**RECORDS TO USE**
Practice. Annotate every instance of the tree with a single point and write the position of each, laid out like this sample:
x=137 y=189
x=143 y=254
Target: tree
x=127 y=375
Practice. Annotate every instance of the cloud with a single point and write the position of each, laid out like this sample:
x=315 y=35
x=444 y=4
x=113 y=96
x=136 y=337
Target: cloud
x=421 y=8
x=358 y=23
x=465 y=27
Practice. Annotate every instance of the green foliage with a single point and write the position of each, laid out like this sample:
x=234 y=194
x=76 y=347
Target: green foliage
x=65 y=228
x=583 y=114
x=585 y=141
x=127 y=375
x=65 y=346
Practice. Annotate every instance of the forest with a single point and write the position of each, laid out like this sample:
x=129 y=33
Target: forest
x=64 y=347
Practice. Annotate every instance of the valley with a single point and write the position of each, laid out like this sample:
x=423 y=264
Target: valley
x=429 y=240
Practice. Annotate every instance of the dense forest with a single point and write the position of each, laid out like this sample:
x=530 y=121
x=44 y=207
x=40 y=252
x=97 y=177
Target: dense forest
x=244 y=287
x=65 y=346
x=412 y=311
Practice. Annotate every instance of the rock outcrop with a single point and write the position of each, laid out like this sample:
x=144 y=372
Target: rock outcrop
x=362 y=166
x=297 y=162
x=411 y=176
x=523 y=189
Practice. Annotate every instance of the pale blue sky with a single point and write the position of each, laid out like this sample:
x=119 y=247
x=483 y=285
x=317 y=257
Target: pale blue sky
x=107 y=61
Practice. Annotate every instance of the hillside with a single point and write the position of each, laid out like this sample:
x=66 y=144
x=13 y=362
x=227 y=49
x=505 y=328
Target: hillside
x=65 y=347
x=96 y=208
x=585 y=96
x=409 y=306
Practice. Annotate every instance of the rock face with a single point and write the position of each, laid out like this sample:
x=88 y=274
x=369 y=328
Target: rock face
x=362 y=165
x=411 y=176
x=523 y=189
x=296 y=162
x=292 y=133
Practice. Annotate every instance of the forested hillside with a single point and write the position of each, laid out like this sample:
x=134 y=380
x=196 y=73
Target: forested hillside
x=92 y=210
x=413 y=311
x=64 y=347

**BRIEF**
Only the lines from the one with "Practice. Annotate every instance of the rock face" to the end of the entries above belong in your answer. Retype them exactly.

**TASK SOLUTION**
Practice. Annotate every instance of the rock face with a single point and write the position of each, laid out like this sample:
x=88 y=274
x=369 y=328
Target: rock face
x=362 y=165
x=411 y=176
x=523 y=189
x=296 y=162
x=292 y=133
Practice. Annotate every instance of the forested hillside with a single point and write the position of each, laid out like this sample:
x=134 y=380
x=196 y=73
Target: forested hillside
x=92 y=210
x=413 y=311
x=64 y=347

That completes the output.